What to produce: Reproduce every row below word for word, omitting the pictures.

**** Record set ****

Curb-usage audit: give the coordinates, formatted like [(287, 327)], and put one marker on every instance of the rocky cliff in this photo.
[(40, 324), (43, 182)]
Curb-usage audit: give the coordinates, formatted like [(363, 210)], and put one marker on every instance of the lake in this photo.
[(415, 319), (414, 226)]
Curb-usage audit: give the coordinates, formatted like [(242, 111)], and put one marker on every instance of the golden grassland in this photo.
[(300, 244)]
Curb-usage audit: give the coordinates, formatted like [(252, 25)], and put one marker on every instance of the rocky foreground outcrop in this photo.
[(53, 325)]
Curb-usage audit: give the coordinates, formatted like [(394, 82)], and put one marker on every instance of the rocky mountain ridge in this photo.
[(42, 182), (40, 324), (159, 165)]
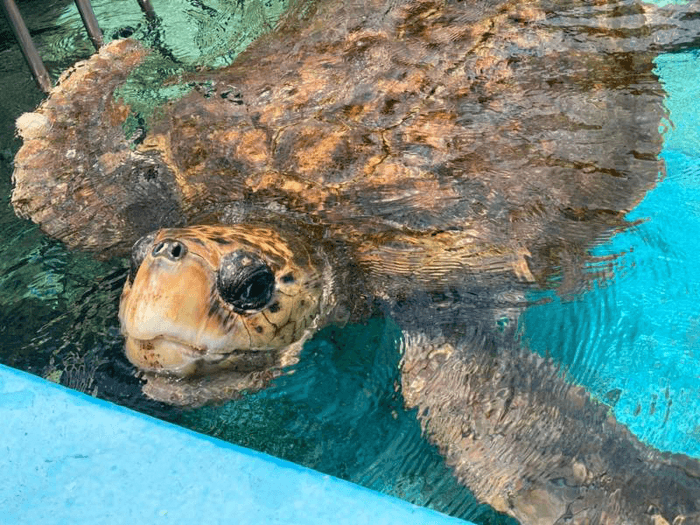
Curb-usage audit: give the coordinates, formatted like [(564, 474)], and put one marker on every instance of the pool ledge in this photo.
[(66, 457)]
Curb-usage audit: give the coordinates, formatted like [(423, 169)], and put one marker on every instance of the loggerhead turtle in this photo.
[(429, 161)]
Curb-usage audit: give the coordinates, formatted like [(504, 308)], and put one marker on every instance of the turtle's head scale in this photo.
[(239, 298)]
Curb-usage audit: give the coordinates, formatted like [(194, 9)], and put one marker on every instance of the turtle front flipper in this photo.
[(77, 175), (534, 446)]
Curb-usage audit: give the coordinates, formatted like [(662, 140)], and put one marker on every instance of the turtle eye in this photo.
[(139, 252), (245, 281)]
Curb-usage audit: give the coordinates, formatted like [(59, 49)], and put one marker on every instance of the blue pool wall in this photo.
[(68, 458)]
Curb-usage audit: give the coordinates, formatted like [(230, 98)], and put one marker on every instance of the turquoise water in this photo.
[(633, 338)]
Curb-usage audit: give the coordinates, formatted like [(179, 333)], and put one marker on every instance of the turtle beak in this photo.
[(164, 312)]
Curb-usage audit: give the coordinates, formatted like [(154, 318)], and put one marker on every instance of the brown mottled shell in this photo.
[(504, 124)]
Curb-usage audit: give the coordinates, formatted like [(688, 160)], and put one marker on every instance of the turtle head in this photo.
[(236, 299)]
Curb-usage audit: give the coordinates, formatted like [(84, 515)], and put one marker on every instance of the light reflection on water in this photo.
[(632, 339)]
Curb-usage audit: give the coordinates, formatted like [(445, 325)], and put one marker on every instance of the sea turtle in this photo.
[(430, 161)]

****

Response for this exercise:
Curb-usage audit: give the coordinates, formatted like [(287, 327)], and put one marker on every instance of the rocky cliff in this photo.
[(40, 324), (43, 182)]
Curb-usage audit: give the coordinates, formatted like [(363, 210)], and put one marker on every instance of the lake in this photo.
[(415, 319), (414, 226)]
Curb-usage audit: give the coordinates, formatted like [(242, 111)], and put one marker on every instance of the golden grassland in this photo.
[(300, 244)]
Curb-usage audit: give the coordinates, formatted like [(252, 25)], and put one marker on every instance of the rocky foreground outcrop in this photo.
[(53, 325)]
Curb-usage audit: give the coordinates, formatted like [(394, 82)], and put one marker on every instance of the rocky mountain ridge in this photo.
[(42, 182), (40, 324), (159, 165)]
Curb-usage audit: give the coordinates, formatted like [(564, 474)], and put one marker on every instance of the pool ledge in this photo.
[(66, 457)]
Curb-usage audit: give the coordinates, formatted like [(423, 169)], and put one marker on every instance of the loggerhead turtle in this photo.
[(429, 161)]
Curb-usage audit: give the coordinates, formatted like [(504, 308)], and put one marker on every instance of the turtle's head scale in this photo.
[(239, 298)]
Curb-usage audit: give the coordinates, formatted like [(194, 9)], and put one marker on every instance of the turtle front flipper in this photo.
[(77, 175), (534, 446)]
Curb-usage audit: give the coordinates, formatted like [(662, 140)], and put one marker on every instance of the turtle eye in this photo.
[(139, 252), (245, 281)]
Curb-usage audit: give the coordinates, formatted like [(59, 49)], and put one marker on every instance of the blue pool wall in this photo.
[(68, 458)]
Curb-usage audit: give the coordinates, formatted like [(230, 98)], and put one marker on every instance of the turquoise water in this photo.
[(633, 338)]
Curb-usage audit: give the coordinates, formatted like [(179, 333)], and put one marker on every instance of the turtle beak in this photo.
[(164, 312)]
Curb-usage audit: give the coordinates, formatted like [(154, 318)], and put one marker on every instance of the brown mottled shell in this photo.
[(504, 124)]
Curb-usage audit: give the coordinates, formatted like [(688, 160)], and put one marker on every instance of the turtle head in this photo.
[(236, 299)]
Curb-usage audit: give the coordinates, formatted like [(84, 515)], and put one marker on every instance of the light reflection on water in this photo.
[(632, 339)]
Curb-usage audit: give the coordinates, formatted like [(445, 325)], and put one marker on every instance of the sea turtle in this photo.
[(430, 161)]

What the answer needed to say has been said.